Quoted passage:
Before you push aside the fresh fruit garnishing your lunch or dinner plate, consider this: An apple a day – or any fruit variety – can keep heart attack and stroke away, by lowering your risk by as much as 40 percent, according to recent research.
Following a seven-year examination of nearly half a million adults, Oxford University researchers discovered a link between fruit consumption and cardiovascular health. It turns out that people who eat fruit daily are 15 percent less likely to experience a heart attack. Moreover, daily fruit-eaters are 25 percent less likely to have ischemic stroke and 40 percent less likely to suffer a hemorrhagic stroke.
“While heredity and lifestyle choices such as exercise and smoking affect your risk for heart disease and stroke, diet plays an important role in our overall health,” says Dr. Senora Nelson, a family medicine physician at Advocate Trinity Hospital, in Chicago.
“It’s the little things we do that can make a huge difference in the way we age and maintain our health. And we can see from this study that something as simple as replacing dessert with a piece of fresh fruit or having fruit as a daily snack can have a big pay-off,” Dr. Nelson says. She adds that eating fruit does not replace the need to consume fresh vegetables, as well.

Exercises to complete:
[1] Translate this sentence from the fruit and heart health article into Spanish: "It turns out that people who eat fruit daily are 15 percent less likely to experience a heart attack."
[2] From the second paragraph of the fruit and heart health article, list each health event that daily fruit eaters are less likely to have, with the percentage given for it.
[3] Please carry the fruit and heart health article forward from its final sentence.

Records shown:
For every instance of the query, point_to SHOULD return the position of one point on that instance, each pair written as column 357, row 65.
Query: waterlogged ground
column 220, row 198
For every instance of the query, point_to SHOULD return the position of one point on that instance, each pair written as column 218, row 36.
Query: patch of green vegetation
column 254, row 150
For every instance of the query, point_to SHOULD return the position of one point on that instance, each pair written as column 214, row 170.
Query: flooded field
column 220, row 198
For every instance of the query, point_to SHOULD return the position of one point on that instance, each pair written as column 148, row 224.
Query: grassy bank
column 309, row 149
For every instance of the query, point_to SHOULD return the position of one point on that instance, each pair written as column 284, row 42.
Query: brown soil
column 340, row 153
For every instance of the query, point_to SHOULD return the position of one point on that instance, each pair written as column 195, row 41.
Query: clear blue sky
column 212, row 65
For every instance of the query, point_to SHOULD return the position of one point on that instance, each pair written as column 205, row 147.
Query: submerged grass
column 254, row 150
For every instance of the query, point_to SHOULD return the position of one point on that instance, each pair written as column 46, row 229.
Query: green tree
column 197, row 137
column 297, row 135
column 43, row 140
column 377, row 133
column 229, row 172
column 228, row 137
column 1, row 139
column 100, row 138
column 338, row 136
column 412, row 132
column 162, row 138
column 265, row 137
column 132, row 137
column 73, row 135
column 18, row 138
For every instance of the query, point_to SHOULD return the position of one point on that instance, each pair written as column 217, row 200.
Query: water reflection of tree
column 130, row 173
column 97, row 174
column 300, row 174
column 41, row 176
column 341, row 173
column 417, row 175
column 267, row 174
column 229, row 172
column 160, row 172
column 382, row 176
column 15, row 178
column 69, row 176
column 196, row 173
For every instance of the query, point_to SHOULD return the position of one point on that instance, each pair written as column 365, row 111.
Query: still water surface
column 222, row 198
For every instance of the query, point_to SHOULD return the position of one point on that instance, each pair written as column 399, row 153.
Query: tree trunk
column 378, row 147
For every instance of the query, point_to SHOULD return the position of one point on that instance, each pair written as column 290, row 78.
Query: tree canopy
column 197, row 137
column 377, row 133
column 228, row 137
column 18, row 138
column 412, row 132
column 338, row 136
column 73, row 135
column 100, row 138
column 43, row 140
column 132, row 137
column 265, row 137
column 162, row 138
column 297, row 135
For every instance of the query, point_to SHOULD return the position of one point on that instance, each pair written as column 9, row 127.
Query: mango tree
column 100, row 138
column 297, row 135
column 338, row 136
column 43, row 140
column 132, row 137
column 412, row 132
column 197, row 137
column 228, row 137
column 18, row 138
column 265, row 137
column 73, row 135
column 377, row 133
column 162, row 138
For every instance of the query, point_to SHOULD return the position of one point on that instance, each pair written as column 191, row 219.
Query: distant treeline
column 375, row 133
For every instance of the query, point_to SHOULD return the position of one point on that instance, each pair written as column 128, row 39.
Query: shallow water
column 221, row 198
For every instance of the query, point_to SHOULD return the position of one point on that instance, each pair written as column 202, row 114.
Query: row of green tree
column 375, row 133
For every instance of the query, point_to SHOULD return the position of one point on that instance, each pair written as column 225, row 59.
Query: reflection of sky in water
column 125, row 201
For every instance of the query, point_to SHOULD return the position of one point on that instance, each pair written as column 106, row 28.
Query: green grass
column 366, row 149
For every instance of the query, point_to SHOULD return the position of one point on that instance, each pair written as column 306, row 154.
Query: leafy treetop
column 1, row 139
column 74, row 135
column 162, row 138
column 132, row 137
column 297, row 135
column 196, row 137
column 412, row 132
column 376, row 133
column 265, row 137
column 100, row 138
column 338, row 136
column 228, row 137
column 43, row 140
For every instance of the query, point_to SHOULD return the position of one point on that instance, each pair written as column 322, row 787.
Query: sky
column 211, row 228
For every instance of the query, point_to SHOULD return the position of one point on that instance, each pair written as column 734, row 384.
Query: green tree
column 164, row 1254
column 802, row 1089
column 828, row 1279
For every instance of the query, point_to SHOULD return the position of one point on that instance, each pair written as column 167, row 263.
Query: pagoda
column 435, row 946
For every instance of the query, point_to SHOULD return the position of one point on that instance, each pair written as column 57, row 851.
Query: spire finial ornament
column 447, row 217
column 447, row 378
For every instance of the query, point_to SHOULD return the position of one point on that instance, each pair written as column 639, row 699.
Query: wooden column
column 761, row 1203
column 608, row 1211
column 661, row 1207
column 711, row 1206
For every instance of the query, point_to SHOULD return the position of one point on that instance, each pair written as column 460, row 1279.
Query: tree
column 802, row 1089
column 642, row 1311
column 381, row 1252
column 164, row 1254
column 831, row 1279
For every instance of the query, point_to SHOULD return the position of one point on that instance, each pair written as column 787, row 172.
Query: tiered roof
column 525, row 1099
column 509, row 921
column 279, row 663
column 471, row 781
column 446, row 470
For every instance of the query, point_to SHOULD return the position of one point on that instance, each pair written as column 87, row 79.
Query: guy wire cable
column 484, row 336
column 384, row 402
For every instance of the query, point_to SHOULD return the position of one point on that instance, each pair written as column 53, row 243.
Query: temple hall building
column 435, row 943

Task answers:
[1] Resulta que las personas que comen fruta a diario tienen un 15 por ciento menos de probabilidades de sufrir un ataque al corazón.

[2]
- Heart attack: 15 percent less likely
- Ischemic stroke: 25 percent less likely
- Hemorrhagic stroke: 40 percent less likely

[3]
According to the Oxford study, people who eat at least 1.5 servings of fruit every day also tend to have significantly lower blood pressure, compared to people who never eat fruit. Another study says people who eat plenty of white-fleshed fruits, including apples and pears, reduce their stroke risk by 52 percent.
Yet, only 13 percent of American adults eat enough fruit. The United States Department of Agriculture recommends women between 19 and 30 years old eat 2 cups of fruit per day; the recommended daily allowance for older women is 1.5 cups. The recommendation for men older than 19 years old is 2 cups of fruit a day.
Dr. Nelson offers the following tips to increase your consumption of fruit:
- Eat fruits that are on sale and in season for less impact to your wallet and year-round variety
- Try frozen fruits as a less-expensive way to access your favorite, out-of-season varieties
- Add an apple or a handful of berries to your dinner salad
- Satisfy cravings for sweets with fresh fruits with high sugar content such as oranges, mangoes, bananas or grapes. Keep in mind that dried fruits such as raisins and tart cherries are even higher in sugar content, so serving sizes may vary.
Dr. Nelson is part of a pilot program studying the relationship between eating fresh produce, improved health outcomes and fewer hospital visits among patients with diabetes, hypertension, high BMI and high cholesterol. Patients with limited access to supermarkets with fresh produce are participating in this closed study, which is a joint venture between Advocate Trinity Hospital and the Greater Chicago Food Depository.